**QUESTIONS**
[a] Translate this sentence from the Niger coup report into Spanish: "U.S. Secretary of State Antony Blinken welcomed ECOWAS’s action."
[b] Reproduce the portion of the Niger coup report that opens with the words containing "At an emergency" and closes with "welcomed ECOWAS’s action.".
[c] Write what comes next in the Niger coup report, starting after its final sentence.

**SELECTED PASSAGE**

The 15-nation ECOWAS bloc’s response to the Sahel region’s seventh coup of recent years came as crowds in Niger’s capital Niamey burned French flags and stoned the former colonial power’s mission, drawing tear gas from police.
At an emergency summit in Nigeria to discuss last week’s coup, leaders of the Economic Community of West African States called for constitutional order to be restored, warning of reprisals if not.
ECOWAS and the eight-member West African Economic and Monetary Union said that with immediate effect borders with Niger would be closed, commercial flights banned, financial transactions halted, national assets frozen and aid ended. Military officials involved in the coup would be banned from travelling and have their assets frozen, it added.
U.S. Secretary of State Antony Blinken welcomed ECOWAS’s action.
Similar sanctions were imposed by ECOWAS on Mali, Burkina Faso and Guinea following coups in those countries in the past three years.

**SOURCE INFORMATION**
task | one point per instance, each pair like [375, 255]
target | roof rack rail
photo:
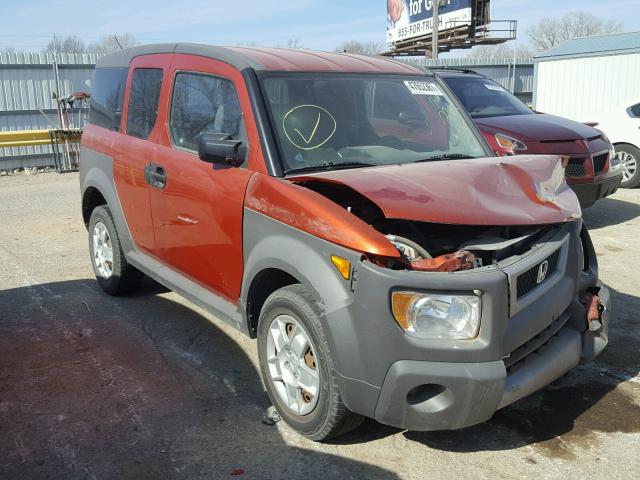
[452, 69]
* * *
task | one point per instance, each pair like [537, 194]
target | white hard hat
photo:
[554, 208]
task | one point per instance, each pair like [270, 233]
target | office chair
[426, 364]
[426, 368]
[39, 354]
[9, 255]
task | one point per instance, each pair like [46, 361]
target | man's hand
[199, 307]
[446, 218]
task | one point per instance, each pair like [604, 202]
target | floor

**ANSWERS BY ITEM**
[a] El secretario de Estado de EE. UU., Antony Blinken, acogió con satisfacción la acción de la CEDEAO.

[b]
At an emergency summit in Nigeria to discuss last week’s coup, leaders of the Economic Community of West African States called for constitutional order to be restored, warning of reprisals if not.
ECOWAS and the eight-member West African Economic and Monetary Union said that with immediate effect borders with Niger would be closed, commercial flights banned, financial transactions halted, national assets frozen and aid ended. Military officials involved in the coup would be banned from travelling and have their assets frozen, it added.
U.S. Secretary of State Antony Blinken welcomed ECOWAS’s action.

[c]
Although the financial sanctions led to defaults on debt – in Mali in particular – such measures have tended to hurt civilians more than the military leaders who seized power in some of the world’s poorest countries, political analysts say. Timelines to restore civilian rule have been agreed in all three countries, but there has been little progress since then.
The military coup in Niger, which began unfolding on Wednesday, has been widely condemned by neighbours and international partners including the United States, the United Nations, the African Union, the European Union and former colonial power France. They have all refused to recognise the new leaders led by General Abdourahamane Tiani.
Niger has been a key ally in Western campaigns against insurgents linked to al Qaeda and Islamic State in the Sahel, and there are concerns that the coup could open the door to greater Russian influence there. Thousands of French troops were forced to withdraw from neighbouring Mali and Burkina Faso following coups there.
Niger is the world’s seventh-biggest producer of uranium in the world.
Meanwhile, Russia’s Wagner leader Yevgeny Prigozhin, who remains active despite leading a failed mutiny against the Russian army’s top brass last month, has hailed the coup as good news and offered his fighters’ services to bring order.